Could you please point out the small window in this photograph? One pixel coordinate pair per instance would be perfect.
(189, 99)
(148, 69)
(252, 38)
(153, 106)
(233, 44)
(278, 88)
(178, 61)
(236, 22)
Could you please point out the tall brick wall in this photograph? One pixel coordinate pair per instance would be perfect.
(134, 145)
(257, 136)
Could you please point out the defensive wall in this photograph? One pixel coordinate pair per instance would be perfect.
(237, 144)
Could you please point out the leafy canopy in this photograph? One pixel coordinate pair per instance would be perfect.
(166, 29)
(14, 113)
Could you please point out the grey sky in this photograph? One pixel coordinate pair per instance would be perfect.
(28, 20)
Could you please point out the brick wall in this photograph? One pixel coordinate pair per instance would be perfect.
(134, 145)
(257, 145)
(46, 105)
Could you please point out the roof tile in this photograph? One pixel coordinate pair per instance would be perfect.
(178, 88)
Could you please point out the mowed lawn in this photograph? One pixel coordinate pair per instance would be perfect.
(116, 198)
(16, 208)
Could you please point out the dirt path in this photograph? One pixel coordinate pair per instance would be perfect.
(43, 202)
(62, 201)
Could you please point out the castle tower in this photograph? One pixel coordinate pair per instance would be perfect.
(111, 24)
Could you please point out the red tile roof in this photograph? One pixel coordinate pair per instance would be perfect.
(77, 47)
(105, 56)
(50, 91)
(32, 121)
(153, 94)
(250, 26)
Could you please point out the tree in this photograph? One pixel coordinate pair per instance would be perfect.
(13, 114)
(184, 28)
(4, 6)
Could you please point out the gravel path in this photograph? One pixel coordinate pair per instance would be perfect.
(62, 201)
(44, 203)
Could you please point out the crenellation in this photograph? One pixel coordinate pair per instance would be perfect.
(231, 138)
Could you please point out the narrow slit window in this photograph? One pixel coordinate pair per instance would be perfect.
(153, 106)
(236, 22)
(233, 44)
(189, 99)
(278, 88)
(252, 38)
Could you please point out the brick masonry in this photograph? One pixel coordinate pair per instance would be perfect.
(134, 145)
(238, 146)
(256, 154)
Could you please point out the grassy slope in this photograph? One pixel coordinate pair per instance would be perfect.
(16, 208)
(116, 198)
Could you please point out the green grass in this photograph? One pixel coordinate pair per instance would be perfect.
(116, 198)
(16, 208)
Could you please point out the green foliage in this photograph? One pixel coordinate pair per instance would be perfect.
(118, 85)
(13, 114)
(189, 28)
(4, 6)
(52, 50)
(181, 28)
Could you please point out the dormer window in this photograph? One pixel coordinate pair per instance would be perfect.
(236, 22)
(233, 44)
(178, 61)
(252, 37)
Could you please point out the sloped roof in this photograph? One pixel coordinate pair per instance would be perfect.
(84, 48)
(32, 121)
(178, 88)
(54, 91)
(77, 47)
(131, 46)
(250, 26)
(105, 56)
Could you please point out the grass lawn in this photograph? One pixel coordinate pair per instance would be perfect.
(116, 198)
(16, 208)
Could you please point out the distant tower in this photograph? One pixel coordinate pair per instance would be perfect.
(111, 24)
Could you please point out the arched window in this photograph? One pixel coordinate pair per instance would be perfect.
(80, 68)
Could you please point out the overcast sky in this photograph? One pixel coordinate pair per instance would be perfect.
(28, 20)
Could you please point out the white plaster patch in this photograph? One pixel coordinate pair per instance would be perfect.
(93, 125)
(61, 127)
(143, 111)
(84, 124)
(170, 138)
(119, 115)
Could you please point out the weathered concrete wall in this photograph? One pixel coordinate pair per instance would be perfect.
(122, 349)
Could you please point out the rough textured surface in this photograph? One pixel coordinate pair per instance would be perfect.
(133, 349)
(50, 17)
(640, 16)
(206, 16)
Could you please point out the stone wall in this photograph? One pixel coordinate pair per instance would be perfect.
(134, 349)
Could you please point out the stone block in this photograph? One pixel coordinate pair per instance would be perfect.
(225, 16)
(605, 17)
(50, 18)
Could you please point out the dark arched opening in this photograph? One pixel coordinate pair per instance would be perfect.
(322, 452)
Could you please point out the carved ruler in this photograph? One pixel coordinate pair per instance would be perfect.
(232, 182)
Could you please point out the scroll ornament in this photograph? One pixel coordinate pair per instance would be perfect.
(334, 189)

_TASK REQUIREMENTS_. Each entry in the listing is to be copied exactly.

_TASK RESPONSE_.
Could you please point out the small window in this photograph? One pixel coordinate pair per instance would be perfect.
(189, 99)
(148, 69)
(252, 38)
(153, 106)
(233, 44)
(278, 88)
(178, 61)
(236, 22)
Could you please point out the tall brick wall in this photograph? One pixel coordinate pair per instance would be perfect.
(134, 145)
(257, 136)
Could you please point out the defensive wall in this photograph? One pixel coordinate pair per instance would be perfect.
(237, 144)
Could you please point out the leafy canopy in this photograph? One pixel coordinate pair per instance would be perfect.
(166, 29)
(14, 113)
Could you please point out the grey sky in this photograph? One pixel coordinate pair per instance would be perfect.
(28, 20)
Could you please point out the brick wall in this photograph? One pixel coordinate pair per instance would be perfect.
(134, 145)
(257, 145)
(46, 105)
Could you please point out the roof tile in this photograph? One pixel coordinate pair per instance would be perfect.
(178, 88)
Could you please point out the mowed lawn in this photograph? One pixel coordinate pair per instance would be perfect.
(116, 198)
(16, 208)
Could you please point out the dirt path in this photograph? One pixel coordinate pair per instance would be perfect.
(43, 202)
(62, 201)
Could you please point out the castle tower in this photograph? One pixel coordinate pair per instance would be perfect.
(111, 24)
Could you please point out the red tile roof in this photograph? One pixel coordinate pair per instance would be perfect.
(77, 47)
(105, 56)
(50, 91)
(32, 121)
(153, 94)
(250, 26)
Could you please point out the tree in this photograph? One pixel coordinate pair per instance would be perfect.
(13, 114)
(184, 28)
(4, 6)
Could you please point out the gravel path in this photograph? One pixel coordinate pair per instance would be perfect.
(62, 201)
(44, 203)
Could you please point out the crenellation in this photograph? One pixel coordinate pair per instance would be perfect.
(231, 138)
Could you please point out the narrow slit window in this photograph? One pixel coordinate pair per instance would be perfect.
(153, 106)
(236, 22)
(233, 44)
(189, 99)
(278, 88)
(252, 38)
Could you please point out the brick masonry in this photograph? One pixel coordinate pair per instance would be perfect.
(134, 145)
(238, 146)
(256, 154)
Could you please point out the grassy slope in this photograph? One pixel coordinate pair per instance would be perfect.
(16, 208)
(116, 198)
Could you please point out the green grass in this photograph? One pixel coordinate pair per instance would be perfect.
(116, 198)
(16, 208)
Could you please point out the green foliage in this photograph? One pixel coordinate pair per instance would be perfect.
(118, 85)
(13, 114)
(189, 28)
(4, 6)
(52, 50)
(181, 28)
Could you please point out the dormer window in this photograph? One pixel coordinate pair per instance would be perfect.
(236, 22)
(233, 44)
(178, 61)
(252, 37)
Could you please point out the sloped roof in this photograph? One pixel coordinate pair per instance would be perfect.
(84, 48)
(32, 121)
(178, 88)
(54, 91)
(77, 47)
(131, 46)
(250, 26)
(105, 56)
Could you please point out the grass lawn in this photograph? One pixel coordinate pair per instance would be perfect.
(116, 198)
(16, 208)
Could you please point out the distant tower in this photograph? One pixel coordinate pair per instance would be perfect.
(111, 24)
Could you please point out the arched window in this photograph? One pixel coordinate pair per instance would be perfect.
(80, 68)
Could you please point out the overcast sky in this photograph? One pixel coordinate pair per instance would be perfect.
(28, 20)
Could you please point out the white plaster patch in this photograph? One pixel coordinate pair per instance would be perfect.
(93, 125)
(61, 127)
(143, 111)
(84, 124)
(170, 138)
(119, 115)
Could you please point out the weathered concrete wall in this photograph? One pixel coordinate pair per instance would be perfect.
(122, 349)
Could you please point out the rough textured surface in this photograph? One pixel coordinate pair per instance would be perfect.
(133, 349)
(50, 17)
(640, 16)
(206, 16)
Could you please point out the stone wall in this photograph? One pixel coordinate pair per instance would be perfect.
(134, 349)
Could you please point out the stone block in this photograph? One pixel coordinate pair per instance would be perfect.
(225, 16)
(605, 17)
(50, 18)
Could you please point out the dark arched opening in this photograph? One pixel coordinate pair per instance would be perfect.
(322, 452)
Could you please point out the carved ruler in this photograph? One pixel coordinate pair per instance would be perfect.
(232, 182)
Could you please point out the scroll ornament in this photograph? One pixel coordinate pair per instance would be perfect.
(334, 189)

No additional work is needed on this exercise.